- **Exercise requirements**: Exclude every picture and return the remaining entries below verbatim.

(Beginning of Input material)

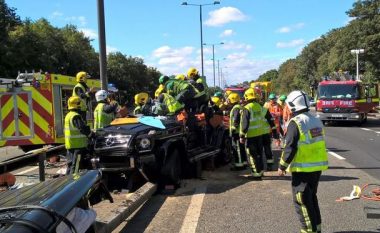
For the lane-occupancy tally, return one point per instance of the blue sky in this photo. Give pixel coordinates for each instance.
(258, 35)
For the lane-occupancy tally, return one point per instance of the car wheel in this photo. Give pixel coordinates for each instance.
(226, 153)
(172, 170)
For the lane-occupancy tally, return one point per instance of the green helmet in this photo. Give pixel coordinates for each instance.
(218, 94)
(163, 79)
(272, 96)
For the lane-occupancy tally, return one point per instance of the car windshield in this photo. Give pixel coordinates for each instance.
(338, 91)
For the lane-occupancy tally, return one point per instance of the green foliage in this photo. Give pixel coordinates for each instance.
(270, 75)
(8, 20)
(331, 53)
(130, 73)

(End of Input material)

- **Exercise result**:
For the lane-occupancy tally, return one point per instance of the blue sky in this photo. Give pixel coordinates for each instance.
(258, 35)
For the lane-occupancy tally, return one point per instance of the car wheel in this photo. Give pixel coordinates for each instance.
(226, 153)
(172, 170)
For the lane-occupancy tally, return one point per instance of the green helmet in this photo. Give pixel coordinates for each instance.
(218, 94)
(163, 79)
(272, 96)
For the lane-occupancy tally, return one point per instance of the car windshield in this photo. Give pixel coordinates for each instance.
(338, 91)
For the lane-occupancy tally, return one point per instance of the green foliage in this photo. Give pixel coordinates for each instance.
(270, 75)
(8, 20)
(331, 53)
(130, 73)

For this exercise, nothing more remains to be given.